Task input:

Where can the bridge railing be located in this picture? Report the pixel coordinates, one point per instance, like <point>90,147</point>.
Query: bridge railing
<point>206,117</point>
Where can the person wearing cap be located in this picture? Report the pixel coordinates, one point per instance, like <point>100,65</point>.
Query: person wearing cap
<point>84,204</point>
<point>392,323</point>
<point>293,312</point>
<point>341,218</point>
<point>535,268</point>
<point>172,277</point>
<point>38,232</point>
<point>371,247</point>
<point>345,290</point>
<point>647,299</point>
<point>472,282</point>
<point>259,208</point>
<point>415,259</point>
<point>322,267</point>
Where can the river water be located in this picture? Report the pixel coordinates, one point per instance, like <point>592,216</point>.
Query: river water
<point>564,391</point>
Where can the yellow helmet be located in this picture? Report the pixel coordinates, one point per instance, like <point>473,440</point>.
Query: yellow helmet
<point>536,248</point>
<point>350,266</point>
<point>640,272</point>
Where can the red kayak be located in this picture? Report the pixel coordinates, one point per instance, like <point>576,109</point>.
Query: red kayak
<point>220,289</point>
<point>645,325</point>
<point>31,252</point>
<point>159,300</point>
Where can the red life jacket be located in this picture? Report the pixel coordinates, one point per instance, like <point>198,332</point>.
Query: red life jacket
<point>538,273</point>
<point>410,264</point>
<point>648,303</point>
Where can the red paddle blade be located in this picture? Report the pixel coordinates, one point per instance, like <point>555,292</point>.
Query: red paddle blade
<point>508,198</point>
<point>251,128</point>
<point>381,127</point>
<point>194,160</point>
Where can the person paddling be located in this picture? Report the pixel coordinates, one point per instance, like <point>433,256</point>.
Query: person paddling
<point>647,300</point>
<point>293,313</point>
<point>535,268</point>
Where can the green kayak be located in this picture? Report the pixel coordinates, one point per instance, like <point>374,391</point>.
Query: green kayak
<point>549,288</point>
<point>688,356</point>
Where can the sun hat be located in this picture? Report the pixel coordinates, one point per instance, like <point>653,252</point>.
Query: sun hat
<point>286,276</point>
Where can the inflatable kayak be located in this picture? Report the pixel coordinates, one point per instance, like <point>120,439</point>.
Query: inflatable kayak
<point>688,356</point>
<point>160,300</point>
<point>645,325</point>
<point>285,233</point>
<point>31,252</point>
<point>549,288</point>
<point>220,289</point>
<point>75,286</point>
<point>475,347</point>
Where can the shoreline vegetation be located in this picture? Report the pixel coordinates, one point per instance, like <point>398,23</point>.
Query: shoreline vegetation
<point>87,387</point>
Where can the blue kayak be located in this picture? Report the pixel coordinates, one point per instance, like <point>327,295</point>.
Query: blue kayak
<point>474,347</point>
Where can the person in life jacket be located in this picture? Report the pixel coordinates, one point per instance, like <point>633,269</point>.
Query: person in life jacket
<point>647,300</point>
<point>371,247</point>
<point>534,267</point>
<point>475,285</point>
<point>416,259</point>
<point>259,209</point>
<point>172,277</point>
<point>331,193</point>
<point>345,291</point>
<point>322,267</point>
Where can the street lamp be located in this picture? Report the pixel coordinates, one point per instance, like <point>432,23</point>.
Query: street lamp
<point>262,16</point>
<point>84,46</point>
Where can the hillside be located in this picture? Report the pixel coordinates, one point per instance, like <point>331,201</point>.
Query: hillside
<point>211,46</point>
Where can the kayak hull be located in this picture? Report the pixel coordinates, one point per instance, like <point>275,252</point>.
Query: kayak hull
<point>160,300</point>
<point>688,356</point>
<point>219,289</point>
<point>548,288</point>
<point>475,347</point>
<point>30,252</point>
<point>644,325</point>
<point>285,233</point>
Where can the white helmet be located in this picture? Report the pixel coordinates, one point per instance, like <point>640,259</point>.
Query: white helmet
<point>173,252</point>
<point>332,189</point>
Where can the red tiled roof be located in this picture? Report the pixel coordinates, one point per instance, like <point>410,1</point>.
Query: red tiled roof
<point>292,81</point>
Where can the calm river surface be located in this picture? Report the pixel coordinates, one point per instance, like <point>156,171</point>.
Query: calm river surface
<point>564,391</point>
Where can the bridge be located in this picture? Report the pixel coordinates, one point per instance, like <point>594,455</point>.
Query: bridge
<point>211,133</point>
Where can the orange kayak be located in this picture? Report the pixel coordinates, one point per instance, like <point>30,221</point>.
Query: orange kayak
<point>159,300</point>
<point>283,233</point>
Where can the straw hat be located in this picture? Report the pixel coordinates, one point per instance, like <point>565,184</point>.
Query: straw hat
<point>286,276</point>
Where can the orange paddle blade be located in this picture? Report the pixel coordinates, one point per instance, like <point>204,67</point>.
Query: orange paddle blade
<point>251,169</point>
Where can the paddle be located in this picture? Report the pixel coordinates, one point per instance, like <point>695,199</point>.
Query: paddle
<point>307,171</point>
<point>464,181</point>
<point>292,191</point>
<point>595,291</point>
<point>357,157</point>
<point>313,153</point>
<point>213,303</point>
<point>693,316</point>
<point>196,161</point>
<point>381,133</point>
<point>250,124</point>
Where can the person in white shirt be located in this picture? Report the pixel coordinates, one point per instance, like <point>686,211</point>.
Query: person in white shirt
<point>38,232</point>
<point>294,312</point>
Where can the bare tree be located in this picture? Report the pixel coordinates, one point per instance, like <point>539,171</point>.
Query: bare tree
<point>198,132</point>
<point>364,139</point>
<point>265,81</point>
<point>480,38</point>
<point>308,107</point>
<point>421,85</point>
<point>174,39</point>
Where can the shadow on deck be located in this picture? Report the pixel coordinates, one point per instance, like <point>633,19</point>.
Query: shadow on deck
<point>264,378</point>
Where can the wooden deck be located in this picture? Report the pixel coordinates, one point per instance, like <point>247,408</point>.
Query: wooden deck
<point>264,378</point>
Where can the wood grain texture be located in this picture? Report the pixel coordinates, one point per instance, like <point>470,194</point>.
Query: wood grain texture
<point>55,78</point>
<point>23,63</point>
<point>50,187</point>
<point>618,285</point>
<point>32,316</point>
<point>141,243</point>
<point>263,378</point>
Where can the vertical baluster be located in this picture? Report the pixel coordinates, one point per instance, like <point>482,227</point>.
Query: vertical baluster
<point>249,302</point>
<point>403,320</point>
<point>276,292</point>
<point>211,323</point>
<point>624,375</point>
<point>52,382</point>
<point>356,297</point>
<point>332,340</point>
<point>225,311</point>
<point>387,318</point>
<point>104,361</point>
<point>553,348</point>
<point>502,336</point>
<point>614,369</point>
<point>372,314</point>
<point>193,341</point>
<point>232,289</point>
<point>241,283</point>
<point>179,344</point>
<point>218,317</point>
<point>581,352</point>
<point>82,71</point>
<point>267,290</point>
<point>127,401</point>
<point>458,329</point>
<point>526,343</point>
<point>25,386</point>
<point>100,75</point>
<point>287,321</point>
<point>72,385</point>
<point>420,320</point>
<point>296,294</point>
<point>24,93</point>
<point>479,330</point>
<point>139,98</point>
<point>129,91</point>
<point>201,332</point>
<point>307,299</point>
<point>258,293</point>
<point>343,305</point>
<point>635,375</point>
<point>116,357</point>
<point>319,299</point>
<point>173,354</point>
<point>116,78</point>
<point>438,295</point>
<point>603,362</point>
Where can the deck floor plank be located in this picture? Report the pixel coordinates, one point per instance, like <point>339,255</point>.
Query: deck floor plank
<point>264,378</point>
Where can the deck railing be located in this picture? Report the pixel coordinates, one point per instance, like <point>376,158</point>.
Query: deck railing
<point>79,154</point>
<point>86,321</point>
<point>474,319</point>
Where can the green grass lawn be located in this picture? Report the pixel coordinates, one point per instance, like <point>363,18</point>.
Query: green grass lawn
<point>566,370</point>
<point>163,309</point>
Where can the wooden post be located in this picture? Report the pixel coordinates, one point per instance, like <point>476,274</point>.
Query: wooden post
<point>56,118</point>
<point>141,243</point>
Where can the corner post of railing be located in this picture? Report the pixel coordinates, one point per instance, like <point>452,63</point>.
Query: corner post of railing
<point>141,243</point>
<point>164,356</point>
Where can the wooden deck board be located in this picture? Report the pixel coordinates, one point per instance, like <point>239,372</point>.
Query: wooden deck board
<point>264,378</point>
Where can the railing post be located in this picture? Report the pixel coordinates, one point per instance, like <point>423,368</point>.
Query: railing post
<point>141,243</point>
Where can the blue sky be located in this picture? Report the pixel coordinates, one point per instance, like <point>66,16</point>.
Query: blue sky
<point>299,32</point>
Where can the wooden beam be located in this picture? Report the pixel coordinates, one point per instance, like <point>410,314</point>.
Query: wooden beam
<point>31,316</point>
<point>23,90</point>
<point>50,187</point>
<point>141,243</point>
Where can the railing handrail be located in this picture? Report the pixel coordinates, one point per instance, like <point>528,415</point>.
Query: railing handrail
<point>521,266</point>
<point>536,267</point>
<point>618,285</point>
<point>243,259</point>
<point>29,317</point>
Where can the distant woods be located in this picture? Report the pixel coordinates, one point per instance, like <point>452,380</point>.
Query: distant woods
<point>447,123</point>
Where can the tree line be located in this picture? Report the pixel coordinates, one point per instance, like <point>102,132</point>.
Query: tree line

Goal:
Please copy the listing above word for word, starting at its first line and stopping after the line that contains "<point>640,272</point>".

Output for this exercise:
Where can the bridge railing be located in this picture? Report the pixel coordinates, one point per instance, like <point>90,147</point>.
Query: bridge railing
<point>206,117</point>
Where can the person wearing cap be located in this picture? Report the pixel coordinates, one point per instance, like <point>100,65</point>.
Query: person wearing cap
<point>84,204</point>
<point>392,323</point>
<point>293,312</point>
<point>341,218</point>
<point>535,268</point>
<point>172,277</point>
<point>38,232</point>
<point>371,247</point>
<point>345,290</point>
<point>647,299</point>
<point>472,282</point>
<point>259,208</point>
<point>415,259</point>
<point>322,267</point>
Where can the river water be located in this picture? Report the pixel coordinates, one point per instance, like <point>592,216</point>.
Query: river water
<point>564,391</point>
Where can the yellow helmet be located in this picture? Report the pixel coordinates, one point per instance, like <point>473,440</point>.
Query: yellow helmet
<point>536,248</point>
<point>350,266</point>
<point>640,272</point>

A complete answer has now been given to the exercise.